Prompt: Edit the page excerpt below from "Fix: replace the" up to and including "in EXTENDED_SCRIPTS." so that "mempool" reads "memory pool", and give that passage again.

Page excerpt:
*** Block opens ***

Fix: replace the non-standard output with an OP_RETURN carrying MAX_SCRIPT_SIZE-10 bytes
of null data. OP_RETURN is a standard null-data script (no UTXO created, no UTXO-set
bloat across 9000 blocks). Add -datacarriersize=10000 to all pruning-test node args so
the ~10 KB OP_RETURN passes mempool standardness checks. Re-enable feature_pruning.py
in EXTENDED_SCRIPTS.
Co-Authored-By: Claude Sonnet 4.6 <noreply@anthropic.com>
feature_pruning.py takes 1.5–4 hours and uses 4 GB disk — too long for the daily CI matrix. Move it from EXTENDED_SCRIPTS into a new HEAVY_SCRIPTS category and create a dedicated weekly workflow (heavy-functional-tests.yml) that runs every Sunday on Linux x86_64 RelWithDebInfo with GUI+USDT+Wallet. The workflow shares ccache and depends caches with the daily-test job so rebuilds are fast. A commented-out USDT section is scaffolded for future use. Update the missed_tests checker to cover HEAVY_SCRIPTS and USDT_SCRIPTS so no test file goes untracked. Co-Authored-By: Claude Sonnet 4.6 <noreply@anthropic.com>
575bd1a to
90eb83b
Compare
azuchi
left a comment
There was a problem hiding this comment.

*** Block closes ***

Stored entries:
*** Block opens ***

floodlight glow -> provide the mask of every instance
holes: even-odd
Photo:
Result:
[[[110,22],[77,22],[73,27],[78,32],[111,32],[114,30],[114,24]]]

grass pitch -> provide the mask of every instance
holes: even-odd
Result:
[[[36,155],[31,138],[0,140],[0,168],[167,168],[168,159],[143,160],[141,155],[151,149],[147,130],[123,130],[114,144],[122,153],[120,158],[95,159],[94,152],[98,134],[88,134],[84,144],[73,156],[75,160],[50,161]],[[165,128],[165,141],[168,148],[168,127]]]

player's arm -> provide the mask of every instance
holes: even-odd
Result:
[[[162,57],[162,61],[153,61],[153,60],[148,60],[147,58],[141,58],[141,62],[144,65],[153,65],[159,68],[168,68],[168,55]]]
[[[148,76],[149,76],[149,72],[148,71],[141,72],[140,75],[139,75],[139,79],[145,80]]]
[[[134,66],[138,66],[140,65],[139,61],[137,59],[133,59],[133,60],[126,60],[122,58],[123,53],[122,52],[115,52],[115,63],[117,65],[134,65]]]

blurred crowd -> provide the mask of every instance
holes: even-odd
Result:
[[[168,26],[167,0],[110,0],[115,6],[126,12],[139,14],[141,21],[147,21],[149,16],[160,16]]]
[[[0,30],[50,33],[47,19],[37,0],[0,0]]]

*** Block closes ***

Answer box:
Fix: replace the non-standard output with an OP_RETURN carrying MAX_SCRIPT_SIZE-10 bytes
of null data. OP_RETURN is a standard null-data script (no UTXO created, no UTXO-set
bloat across 9000 blocks). Add -datacarriersize=10000 to all pruning-test node args so
the ~10 KB OP_RETURN passes memory pool standardness checks. Re-enable feature_pruning.py
in EXTENDED_SCRIPTS.